Activity: Leaving out the images, transcribe every record below exactly.

Extracted material: Begin

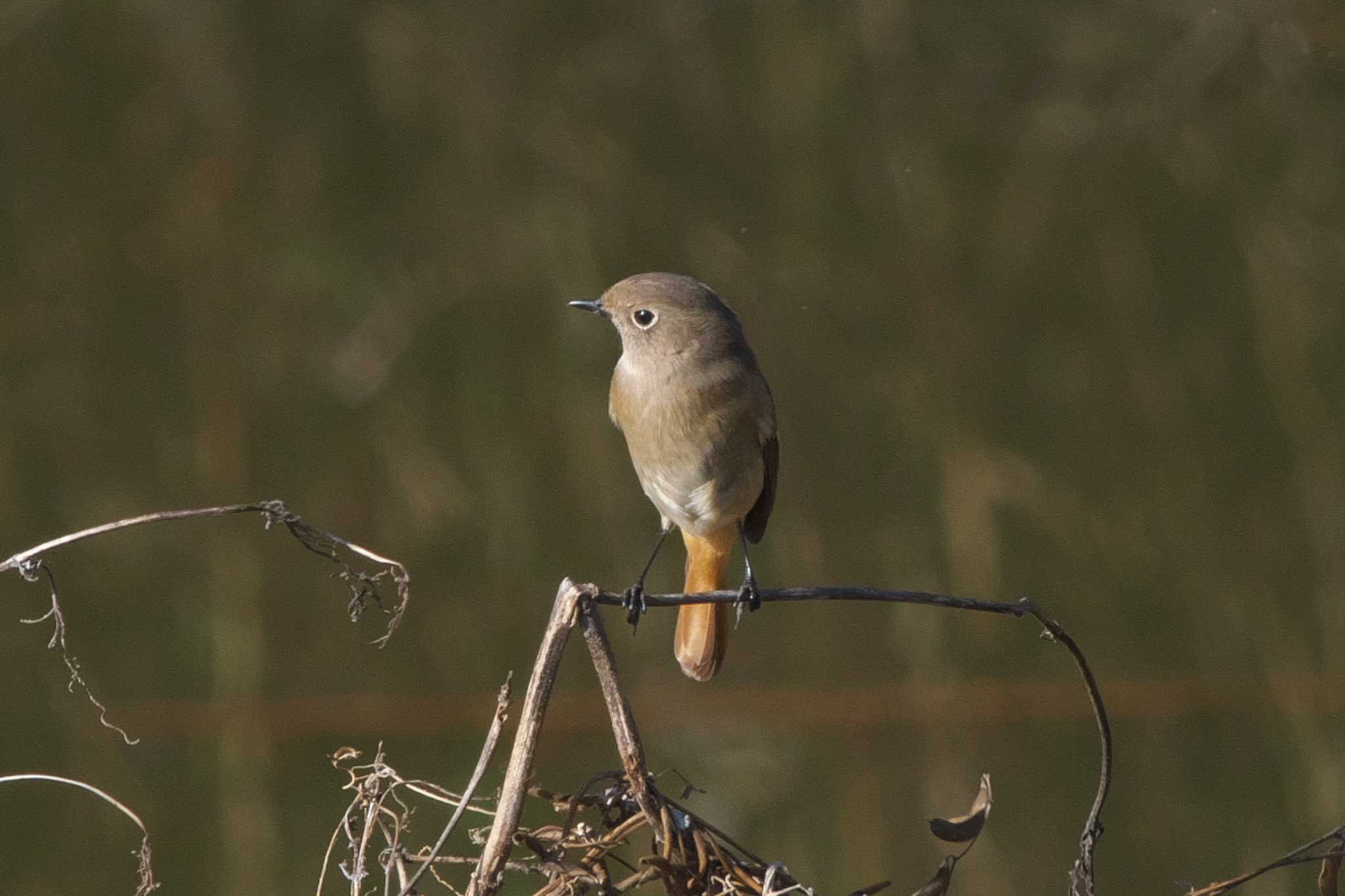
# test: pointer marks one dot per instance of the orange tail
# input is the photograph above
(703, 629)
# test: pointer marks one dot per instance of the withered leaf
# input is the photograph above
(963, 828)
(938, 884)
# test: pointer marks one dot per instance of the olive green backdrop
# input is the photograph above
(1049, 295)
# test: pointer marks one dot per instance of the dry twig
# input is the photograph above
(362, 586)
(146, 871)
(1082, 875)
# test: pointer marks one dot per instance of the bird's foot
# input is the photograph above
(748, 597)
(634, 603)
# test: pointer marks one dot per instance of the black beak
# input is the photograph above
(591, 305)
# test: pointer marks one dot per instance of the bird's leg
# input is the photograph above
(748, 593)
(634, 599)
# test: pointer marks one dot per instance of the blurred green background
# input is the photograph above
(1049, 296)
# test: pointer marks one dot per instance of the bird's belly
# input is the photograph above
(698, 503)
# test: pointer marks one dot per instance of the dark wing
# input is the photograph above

Extracted material: End

Answer space:
# test: pointer marks one dot per instance of the orange tail
# input is the photograph above
(703, 629)
# test: pointer marks one dot per instance of the withered leaf
# input is the photograph above
(963, 828)
(938, 884)
# test: pointer marks one dot per instance of the olive green backdrop
# input is the photograph above
(1049, 295)
# test: pointer marks one dot per instance of the dry twig
# input is the photograph above
(362, 586)
(146, 871)
(1082, 875)
# test: pointer marks one dot per instance of the bird's foot
# input is the photograph above
(748, 597)
(634, 603)
# test: pointer marks one dot per instance of the black beak
# input is the photograph above
(591, 305)
# test: pointer marks one dot per instance of the bird's leg
# input is the photograph above
(748, 593)
(634, 599)
# test: pointer marks one dot per instance of the blurred green background
# input is the photograph above
(1049, 296)
# test: pointer marks one dot per instance of the bird's belly
# input is the photograph above
(698, 503)
# test: pointer marks one dot per instance of the dark wing
# input is the photograph above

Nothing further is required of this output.